Task to carry out
Retrieve all lines below that have the string "patch".

Stored items
++++

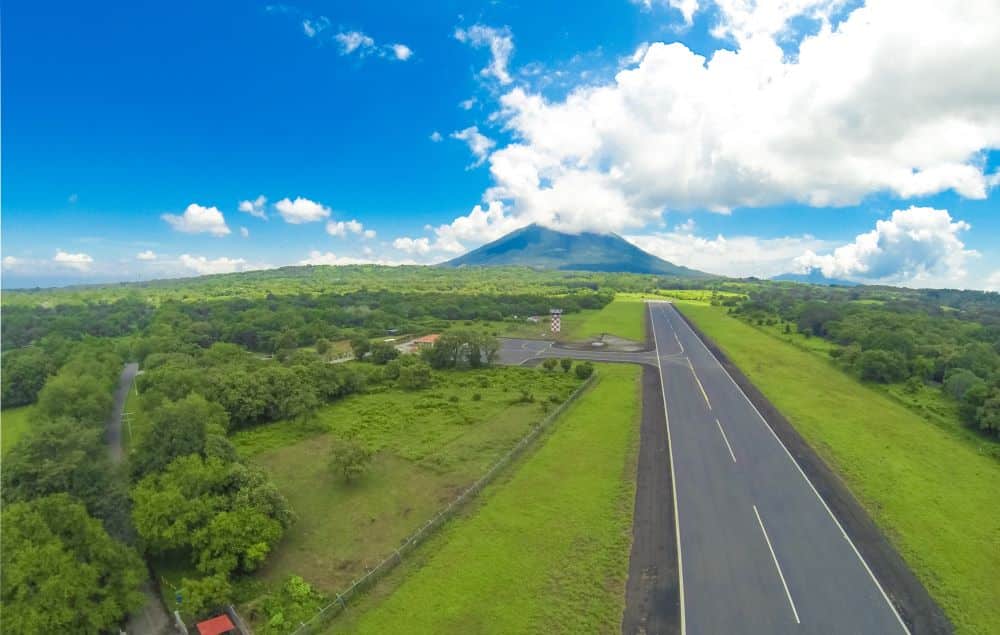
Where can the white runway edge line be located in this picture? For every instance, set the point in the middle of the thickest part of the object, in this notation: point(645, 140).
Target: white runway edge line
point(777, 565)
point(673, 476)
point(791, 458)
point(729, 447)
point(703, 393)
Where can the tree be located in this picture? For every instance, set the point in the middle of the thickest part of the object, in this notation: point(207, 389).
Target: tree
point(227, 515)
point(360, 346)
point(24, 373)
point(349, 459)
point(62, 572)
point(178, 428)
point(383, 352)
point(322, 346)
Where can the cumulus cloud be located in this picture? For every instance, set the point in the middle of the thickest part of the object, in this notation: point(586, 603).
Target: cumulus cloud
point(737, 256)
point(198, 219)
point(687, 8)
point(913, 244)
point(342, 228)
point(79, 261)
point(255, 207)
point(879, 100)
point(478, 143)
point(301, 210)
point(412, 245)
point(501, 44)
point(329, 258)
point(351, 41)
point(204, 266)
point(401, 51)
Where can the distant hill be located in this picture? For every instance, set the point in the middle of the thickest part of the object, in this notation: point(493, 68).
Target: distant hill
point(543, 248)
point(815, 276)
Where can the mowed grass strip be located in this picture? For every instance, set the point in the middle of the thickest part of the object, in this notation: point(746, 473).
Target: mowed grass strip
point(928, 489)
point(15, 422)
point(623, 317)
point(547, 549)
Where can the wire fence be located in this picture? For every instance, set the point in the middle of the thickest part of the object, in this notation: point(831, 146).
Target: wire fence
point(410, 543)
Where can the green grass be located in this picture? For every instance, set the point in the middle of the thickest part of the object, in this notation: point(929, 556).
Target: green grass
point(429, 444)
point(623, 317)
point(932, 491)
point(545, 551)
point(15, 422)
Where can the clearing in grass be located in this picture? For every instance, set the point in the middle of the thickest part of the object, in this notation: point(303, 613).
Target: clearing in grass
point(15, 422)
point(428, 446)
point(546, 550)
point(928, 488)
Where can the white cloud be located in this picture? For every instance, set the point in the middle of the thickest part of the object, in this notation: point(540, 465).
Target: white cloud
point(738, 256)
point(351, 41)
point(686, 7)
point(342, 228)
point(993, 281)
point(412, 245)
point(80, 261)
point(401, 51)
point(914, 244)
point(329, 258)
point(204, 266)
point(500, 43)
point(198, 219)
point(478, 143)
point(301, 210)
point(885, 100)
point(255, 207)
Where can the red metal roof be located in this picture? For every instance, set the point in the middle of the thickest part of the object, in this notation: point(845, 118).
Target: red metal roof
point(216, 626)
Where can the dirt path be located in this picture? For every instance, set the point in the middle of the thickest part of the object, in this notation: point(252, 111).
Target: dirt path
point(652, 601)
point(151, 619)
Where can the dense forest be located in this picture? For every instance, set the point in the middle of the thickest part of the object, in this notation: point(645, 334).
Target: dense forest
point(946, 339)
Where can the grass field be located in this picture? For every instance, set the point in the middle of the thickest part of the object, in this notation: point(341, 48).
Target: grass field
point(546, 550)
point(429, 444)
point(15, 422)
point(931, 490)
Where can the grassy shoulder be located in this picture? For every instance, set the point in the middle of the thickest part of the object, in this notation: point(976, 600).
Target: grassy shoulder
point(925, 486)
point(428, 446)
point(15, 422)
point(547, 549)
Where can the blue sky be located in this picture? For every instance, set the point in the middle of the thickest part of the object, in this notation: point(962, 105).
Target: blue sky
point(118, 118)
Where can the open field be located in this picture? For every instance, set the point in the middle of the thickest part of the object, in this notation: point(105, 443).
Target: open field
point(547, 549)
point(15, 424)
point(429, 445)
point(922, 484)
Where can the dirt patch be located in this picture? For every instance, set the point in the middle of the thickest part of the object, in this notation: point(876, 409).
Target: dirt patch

++++

Result of this exercise
Where can the dirt patch be located in this picture? For every instance, set the point in the middle of the thickest part of the object, in this notation: point(876, 409).
Target: dirt patch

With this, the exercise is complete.